_Exercice court A_
Repérez parmi les lignes ci-dessous toutes celles qui contiennent la chaîne « white », puis recopiez-les en respectant la casse.

_Texte source_
--------

Pareil désir totémique est autant emblématique de la nécessaire recouvrance que de son envers néfaste, présent partout en filigrane dans le roman – et y générant une tension qui l'empêche de sombrer dans la facilité d'une romance new age ; notez au passage que l'ironie y aide aussi, voir par exemple le clin d'oeil final (page 217) au Candide de Voltaire, preuve qu'Emilie Querbalec joue comme lui avec les codes du roman grec et/ou baroque (qui voit des amants se réunir après de longues péripéties) :

"Il aime cet endroit. Il sent qu'il pourrait y vivre, y cultiver son jardin."


Crépuscule


Si les adolescents que sont Ayden et Anastasia doivent se préoccuper de réparer le monde (ou du moins leur lien au monde), c'est bien en effet parce qu'il y a eu des adultes pour l'abîmer, et le plonger dans ce "crépuscule sans fin" (page 109) que j'évoquais déjà en tête de la section précédente de ma chronique ; la page 131 le dit d'ailleurs ouvertement :

"Le monde se transformait plus vite que leurs parents et grands-parents n'avaient été capables de l'appréhender. C'était le monde qu'ils leur avaient légué. Alors il fallait s'adapter. Parce que ceux qui ne s'adaptaient pas souffraient davantage."


Le problème, c'est que parents et grands-parents n'ont pas renoncé aux idées ayant mené droit à la catastrophe, et notamment l'idéal capitaliste de la performance, applicable autant aux valides qu'aux handicapés (le thème du handicap est introduit dès la page 34 du roman, mais il sera surtout développé, de façon très fine, dans sa deuxième partie) :

– "Son père aussi aurait aimé faire de lui un champion. Son champion. Celui qui cocherait toutes les cases de la réussite, remporterait tous les trophées exigés par la société." page 141)

– "Pas besoin de dragon pour ça. Si l'on en croyait ces récits, la force de caractère, le travail et le talent suffisaient à vous hisser en haut des marches du podium. Il y avait par exemple l'histoire de cet athlète éthiopien, ou de cette musicienne indienne malvoyante." (page 160)

--------

_Lignes fournies_
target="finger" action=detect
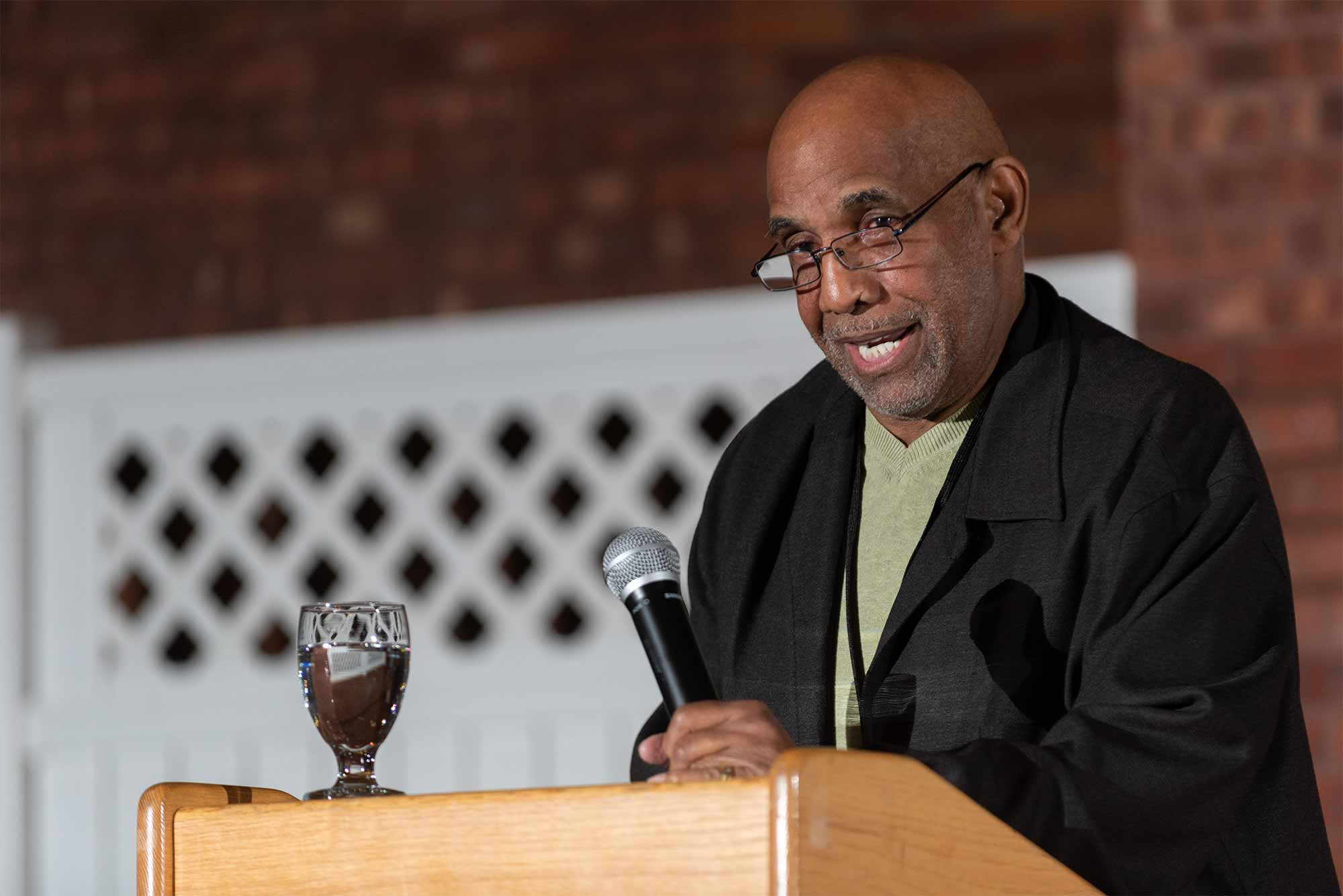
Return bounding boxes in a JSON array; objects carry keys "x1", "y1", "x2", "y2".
[
  {"x1": 662, "y1": 700, "x2": 732, "y2": 750},
  {"x1": 650, "y1": 767, "x2": 724, "y2": 783},
  {"x1": 639, "y1": 734, "x2": 667, "y2": 766},
  {"x1": 667, "y1": 726, "x2": 752, "y2": 771}
]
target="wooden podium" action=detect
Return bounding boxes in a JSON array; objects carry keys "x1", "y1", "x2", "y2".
[{"x1": 137, "y1": 748, "x2": 1097, "y2": 896}]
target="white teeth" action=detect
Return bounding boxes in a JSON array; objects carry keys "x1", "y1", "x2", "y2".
[{"x1": 858, "y1": 340, "x2": 900, "y2": 361}]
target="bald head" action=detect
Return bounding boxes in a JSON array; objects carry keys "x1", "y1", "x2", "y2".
[
  {"x1": 770, "y1": 56, "x2": 1009, "y2": 205},
  {"x1": 767, "y1": 56, "x2": 1029, "y2": 444}
]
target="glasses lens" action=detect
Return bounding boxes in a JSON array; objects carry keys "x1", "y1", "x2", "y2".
[
  {"x1": 756, "y1": 252, "x2": 817, "y2": 293},
  {"x1": 833, "y1": 227, "x2": 901, "y2": 268}
]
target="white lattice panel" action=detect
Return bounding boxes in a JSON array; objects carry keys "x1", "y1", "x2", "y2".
[{"x1": 10, "y1": 258, "x2": 1131, "y2": 893}]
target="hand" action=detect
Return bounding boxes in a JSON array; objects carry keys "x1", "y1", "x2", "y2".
[{"x1": 639, "y1": 700, "x2": 792, "y2": 782}]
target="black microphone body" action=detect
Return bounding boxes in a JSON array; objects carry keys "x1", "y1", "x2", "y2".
[{"x1": 624, "y1": 578, "x2": 719, "y2": 715}]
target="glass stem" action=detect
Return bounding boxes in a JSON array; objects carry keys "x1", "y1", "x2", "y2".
[{"x1": 333, "y1": 747, "x2": 377, "y2": 786}]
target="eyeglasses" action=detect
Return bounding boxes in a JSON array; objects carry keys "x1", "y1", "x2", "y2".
[{"x1": 751, "y1": 160, "x2": 992, "y2": 293}]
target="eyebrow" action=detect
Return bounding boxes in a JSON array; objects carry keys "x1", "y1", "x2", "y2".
[
  {"x1": 764, "y1": 187, "x2": 897, "y2": 239},
  {"x1": 839, "y1": 187, "x2": 896, "y2": 212},
  {"x1": 764, "y1": 215, "x2": 806, "y2": 240}
]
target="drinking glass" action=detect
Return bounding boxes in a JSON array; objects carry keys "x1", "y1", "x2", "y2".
[{"x1": 298, "y1": 602, "x2": 411, "y2": 799}]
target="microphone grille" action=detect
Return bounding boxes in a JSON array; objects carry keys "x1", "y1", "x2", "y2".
[{"x1": 602, "y1": 526, "x2": 681, "y2": 597}]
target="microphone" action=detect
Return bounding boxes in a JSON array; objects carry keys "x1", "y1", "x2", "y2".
[{"x1": 602, "y1": 526, "x2": 719, "y2": 715}]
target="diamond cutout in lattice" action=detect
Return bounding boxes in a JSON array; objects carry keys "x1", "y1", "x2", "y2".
[
  {"x1": 447, "y1": 481, "x2": 485, "y2": 528},
  {"x1": 447, "y1": 603, "x2": 486, "y2": 644},
  {"x1": 304, "y1": 554, "x2": 340, "y2": 601},
  {"x1": 252, "y1": 495, "x2": 290, "y2": 547},
  {"x1": 400, "y1": 544, "x2": 438, "y2": 597},
  {"x1": 596, "y1": 408, "x2": 634, "y2": 454},
  {"x1": 500, "y1": 539, "x2": 536, "y2": 587},
  {"x1": 163, "y1": 624, "x2": 200, "y2": 665},
  {"x1": 111, "y1": 446, "x2": 150, "y2": 499},
  {"x1": 548, "y1": 472, "x2": 583, "y2": 521},
  {"x1": 698, "y1": 399, "x2": 736, "y2": 446},
  {"x1": 298, "y1": 431, "x2": 340, "y2": 481},
  {"x1": 497, "y1": 416, "x2": 533, "y2": 464},
  {"x1": 549, "y1": 597, "x2": 583, "y2": 641},
  {"x1": 257, "y1": 615, "x2": 293, "y2": 658},
  {"x1": 349, "y1": 485, "x2": 387, "y2": 538},
  {"x1": 158, "y1": 501, "x2": 196, "y2": 555},
  {"x1": 205, "y1": 439, "x2": 243, "y2": 491},
  {"x1": 111, "y1": 566, "x2": 154, "y2": 618},
  {"x1": 396, "y1": 421, "x2": 439, "y2": 473},
  {"x1": 210, "y1": 560, "x2": 247, "y2": 610},
  {"x1": 649, "y1": 464, "x2": 685, "y2": 513}
]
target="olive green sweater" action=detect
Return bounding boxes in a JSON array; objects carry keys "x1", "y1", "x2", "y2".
[{"x1": 835, "y1": 397, "x2": 979, "y2": 750}]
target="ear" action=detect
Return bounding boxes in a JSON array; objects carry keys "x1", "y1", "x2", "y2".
[{"x1": 984, "y1": 156, "x2": 1030, "y2": 255}]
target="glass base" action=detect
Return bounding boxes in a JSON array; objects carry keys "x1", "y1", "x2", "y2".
[{"x1": 304, "y1": 783, "x2": 406, "y2": 799}]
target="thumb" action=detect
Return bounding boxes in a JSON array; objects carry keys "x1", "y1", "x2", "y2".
[{"x1": 639, "y1": 734, "x2": 667, "y2": 766}]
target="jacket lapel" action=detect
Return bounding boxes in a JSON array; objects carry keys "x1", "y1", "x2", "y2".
[{"x1": 783, "y1": 379, "x2": 862, "y2": 743}]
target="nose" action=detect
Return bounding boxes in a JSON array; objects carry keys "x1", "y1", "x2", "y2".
[{"x1": 818, "y1": 250, "x2": 872, "y2": 314}]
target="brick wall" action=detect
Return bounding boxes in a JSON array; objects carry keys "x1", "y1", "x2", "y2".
[
  {"x1": 0, "y1": 0, "x2": 1119, "y2": 345},
  {"x1": 1120, "y1": 0, "x2": 1343, "y2": 866}
]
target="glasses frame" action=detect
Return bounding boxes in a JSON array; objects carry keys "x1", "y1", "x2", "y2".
[{"x1": 751, "y1": 158, "x2": 994, "y2": 293}]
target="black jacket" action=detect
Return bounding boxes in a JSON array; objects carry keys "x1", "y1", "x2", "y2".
[{"x1": 631, "y1": 277, "x2": 1338, "y2": 893}]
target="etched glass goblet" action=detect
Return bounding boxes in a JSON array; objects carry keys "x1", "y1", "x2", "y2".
[{"x1": 298, "y1": 602, "x2": 411, "y2": 799}]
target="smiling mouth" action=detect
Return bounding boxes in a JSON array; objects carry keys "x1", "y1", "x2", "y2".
[{"x1": 845, "y1": 323, "x2": 915, "y2": 364}]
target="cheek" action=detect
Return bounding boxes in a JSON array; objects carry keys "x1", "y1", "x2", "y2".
[{"x1": 798, "y1": 290, "x2": 821, "y2": 342}]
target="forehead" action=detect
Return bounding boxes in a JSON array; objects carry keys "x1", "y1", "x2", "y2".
[{"x1": 766, "y1": 128, "x2": 916, "y2": 226}]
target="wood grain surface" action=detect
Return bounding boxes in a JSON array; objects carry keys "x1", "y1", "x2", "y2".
[
  {"x1": 136, "y1": 782, "x2": 298, "y2": 896},
  {"x1": 175, "y1": 778, "x2": 770, "y2": 896},
  {"x1": 771, "y1": 748, "x2": 1099, "y2": 896},
  {"x1": 138, "y1": 748, "x2": 1097, "y2": 896}
]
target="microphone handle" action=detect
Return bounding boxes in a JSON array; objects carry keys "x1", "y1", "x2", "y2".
[{"x1": 624, "y1": 581, "x2": 719, "y2": 715}]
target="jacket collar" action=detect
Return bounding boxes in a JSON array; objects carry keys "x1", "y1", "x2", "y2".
[{"x1": 966, "y1": 274, "x2": 1070, "y2": 520}]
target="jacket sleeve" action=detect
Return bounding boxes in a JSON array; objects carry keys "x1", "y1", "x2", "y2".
[{"x1": 909, "y1": 476, "x2": 1338, "y2": 893}]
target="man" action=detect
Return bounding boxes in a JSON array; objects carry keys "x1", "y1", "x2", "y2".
[{"x1": 631, "y1": 58, "x2": 1338, "y2": 893}]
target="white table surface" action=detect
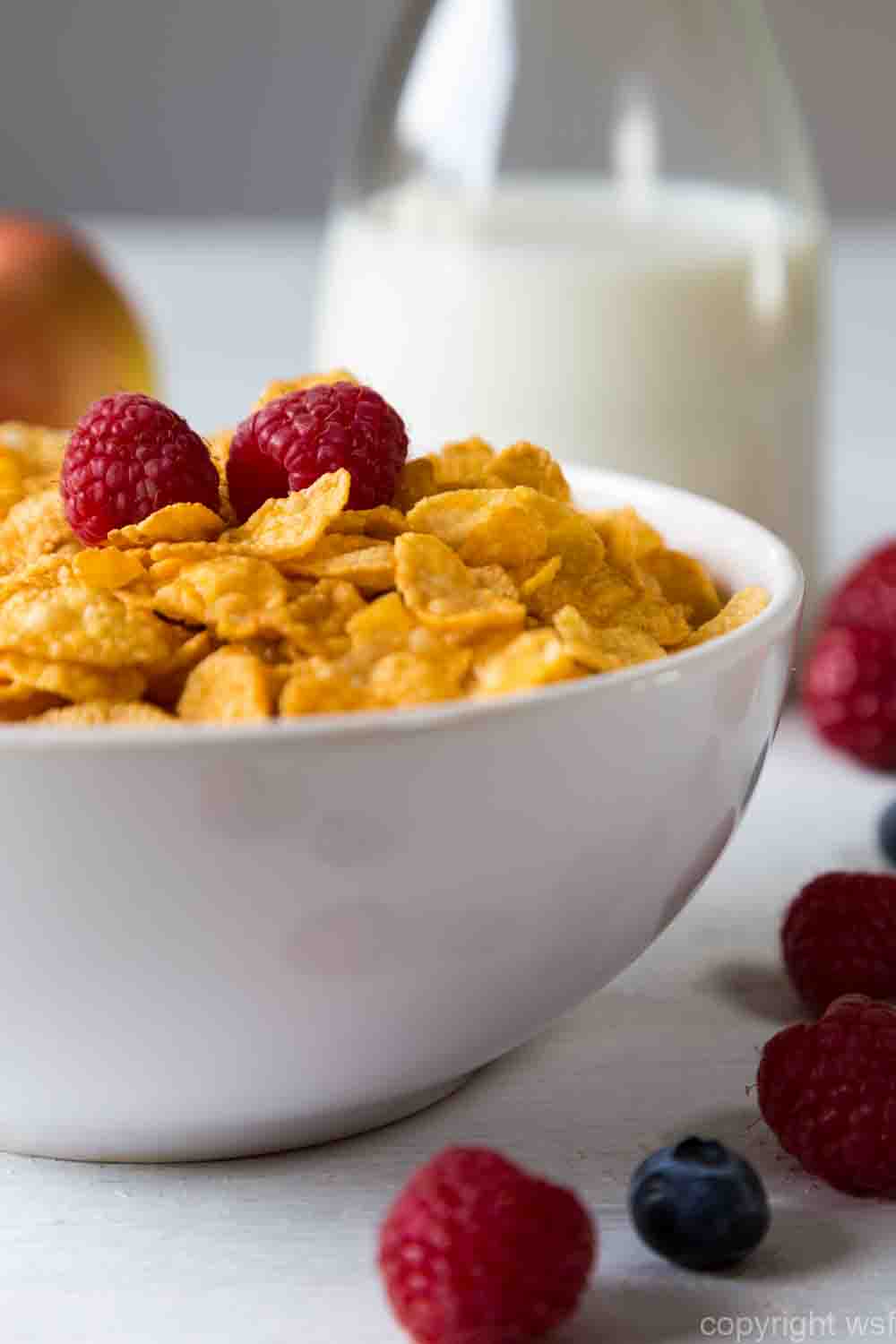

--------

_Exercice court B_
Poursuivez la chronique consacrée au roman d'Emilie Querbalec à la suite de son dernier passage.

_Réponse attendue A_
target="white teeth" action=detect
target="white lattice panel" action=detect
target="white table surface" action=detect

_Réponse attendue B_
Exactement comme dans notre monde (où les adultes ne font guère que traiter Greta Thunberg d'hystérique, de marionnette ou de cyborg, au choix), il en résulte un hiatus difficilement soutenable entre ce qui est exigé des enfants et ce à quoi ils sont confrontés en regardant autour d'eux (page 167) :

"Il avait déconné, c'est vrai. Mais il avait aussi essayé, sincèrement, de composer avec ce qu'on attendait de lui. Le bon élève, le bon fils, les bonnes études, la bonne place dans la société. Sauf que les nouvelles qui affluaient chaque jour s'enfonçaient sous son crâne, la pollution au plastique et les hommes exploités dans les mines, les particules fines et les pluies acides, la disparition des oiseaux et les rivières asséchées, la guerre, la malnutrition rampante, les forêts en flamme comme un hurlement sans fin. Il ne pouvait pas faire comme si tout n'existait pas."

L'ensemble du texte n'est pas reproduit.